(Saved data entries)
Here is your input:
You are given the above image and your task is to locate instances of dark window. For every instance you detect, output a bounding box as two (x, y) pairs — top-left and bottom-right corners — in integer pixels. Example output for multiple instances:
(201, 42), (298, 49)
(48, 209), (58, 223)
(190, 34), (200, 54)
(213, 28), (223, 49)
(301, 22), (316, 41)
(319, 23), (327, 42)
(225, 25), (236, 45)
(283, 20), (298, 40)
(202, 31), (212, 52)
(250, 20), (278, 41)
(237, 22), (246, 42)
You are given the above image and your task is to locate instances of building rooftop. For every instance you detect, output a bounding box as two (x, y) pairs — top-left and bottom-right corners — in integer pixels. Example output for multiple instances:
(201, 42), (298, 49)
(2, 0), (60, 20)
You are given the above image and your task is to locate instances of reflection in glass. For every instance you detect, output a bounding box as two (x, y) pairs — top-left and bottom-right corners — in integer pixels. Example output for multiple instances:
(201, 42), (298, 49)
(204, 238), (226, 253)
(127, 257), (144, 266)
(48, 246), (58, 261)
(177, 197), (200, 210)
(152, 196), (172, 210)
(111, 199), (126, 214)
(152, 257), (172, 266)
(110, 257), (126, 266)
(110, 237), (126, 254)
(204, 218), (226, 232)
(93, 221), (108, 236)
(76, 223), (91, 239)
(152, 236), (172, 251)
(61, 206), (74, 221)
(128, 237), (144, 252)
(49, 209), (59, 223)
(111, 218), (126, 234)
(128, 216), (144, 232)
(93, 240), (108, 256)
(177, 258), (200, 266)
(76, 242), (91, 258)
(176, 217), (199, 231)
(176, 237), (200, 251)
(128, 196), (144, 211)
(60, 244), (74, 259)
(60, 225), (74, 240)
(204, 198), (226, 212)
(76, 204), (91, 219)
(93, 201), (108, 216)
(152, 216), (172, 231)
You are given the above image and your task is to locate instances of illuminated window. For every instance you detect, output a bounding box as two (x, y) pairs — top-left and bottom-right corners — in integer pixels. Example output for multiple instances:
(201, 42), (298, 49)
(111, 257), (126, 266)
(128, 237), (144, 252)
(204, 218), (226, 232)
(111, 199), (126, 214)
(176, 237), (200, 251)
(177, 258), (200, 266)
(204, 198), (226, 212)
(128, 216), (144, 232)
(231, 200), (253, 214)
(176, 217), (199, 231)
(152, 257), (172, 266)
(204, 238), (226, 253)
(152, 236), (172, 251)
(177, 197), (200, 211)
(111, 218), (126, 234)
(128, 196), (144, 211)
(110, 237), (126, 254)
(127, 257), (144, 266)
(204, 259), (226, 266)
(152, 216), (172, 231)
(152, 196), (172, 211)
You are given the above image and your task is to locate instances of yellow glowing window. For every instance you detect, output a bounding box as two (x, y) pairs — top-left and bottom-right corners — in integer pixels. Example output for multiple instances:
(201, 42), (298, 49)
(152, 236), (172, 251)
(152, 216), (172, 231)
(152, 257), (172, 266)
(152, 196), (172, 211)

§ Task
All the data above should be set down a second time, exactly.

§ Your response
Here is your input:
You are given the above image and your task is to locate instances of dark window. For every instance you detect, output a bounding box as two (x, y) pairs — top-left and bottom-right corners — in integer pixels. Example output for multiple instances:
(201, 42), (298, 49)
(48, 209), (58, 223)
(190, 34), (200, 54)
(213, 28), (223, 49)
(301, 22), (316, 41)
(319, 23), (327, 42)
(225, 25), (236, 45)
(283, 20), (298, 40)
(202, 31), (212, 52)
(250, 20), (278, 41)
(237, 22), (246, 42)
You are given the above image and your task is to locate instances of building rooftop. For every instance you detect, output a bounding box as two (x, y) pairs — top-left and bottom-right corners — in integer pixels. Example output for multiple instances:
(201, 42), (298, 49)
(2, 0), (60, 20)
You are given the above image and your task is to locate instances of reflection in glass. For every instance you detect, output a bounding box as two (x, y) pairs — top-left and bottom-right corners — in integer pixels. Example output for multiple instances:
(201, 42), (298, 49)
(204, 238), (226, 253)
(127, 257), (144, 266)
(48, 246), (58, 261)
(177, 197), (200, 210)
(152, 196), (172, 210)
(111, 199), (126, 214)
(152, 257), (172, 266)
(110, 257), (126, 266)
(110, 237), (126, 254)
(204, 218), (226, 232)
(93, 221), (108, 236)
(76, 223), (91, 239)
(152, 236), (172, 251)
(61, 206), (74, 221)
(128, 237), (144, 252)
(49, 209), (59, 223)
(111, 218), (126, 234)
(128, 216), (144, 232)
(93, 240), (108, 256)
(177, 258), (200, 266)
(76, 242), (91, 258)
(176, 217), (199, 231)
(176, 237), (200, 251)
(128, 196), (144, 211)
(60, 244), (74, 259)
(60, 225), (74, 240)
(204, 198), (226, 212)
(76, 204), (91, 219)
(93, 201), (108, 216)
(152, 216), (172, 231)
You are given the above image and your task is to locate instances of illuminated window. For every instance you detect, output a bounding box as two (x, y) pairs — top-left and bottom-right corners — in integer pixels. Example output for multiple instances:
(201, 42), (298, 49)
(111, 257), (126, 266)
(128, 237), (144, 252)
(204, 218), (226, 232)
(111, 199), (126, 214)
(176, 237), (200, 251)
(177, 258), (200, 266)
(204, 198), (226, 212)
(128, 216), (144, 232)
(231, 200), (253, 214)
(176, 217), (199, 231)
(152, 257), (172, 266)
(204, 238), (226, 253)
(152, 236), (172, 251)
(177, 197), (200, 211)
(111, 218), (126, 234)
(128, 196), (144, 211)
(110, 237), (126, 254)
(127, 257), (144, 266)
(204, 259), (226, 266)
(152, 216), (172, 231)
(152, 196), (172, 211)
You are given the above image and your task is to locate instances of yellow glowing window. For every instance you detect, output a bounding box as two (x, y) pairs — top-left and bottom-right corners — in integer pixels. Example output for multiple instances:
(201, 42), (298, 49)
(152, 236), (172, 251)
(152, 216), (172, 231)
(152, 257), (172, 266)
(152, 196), (172, 211)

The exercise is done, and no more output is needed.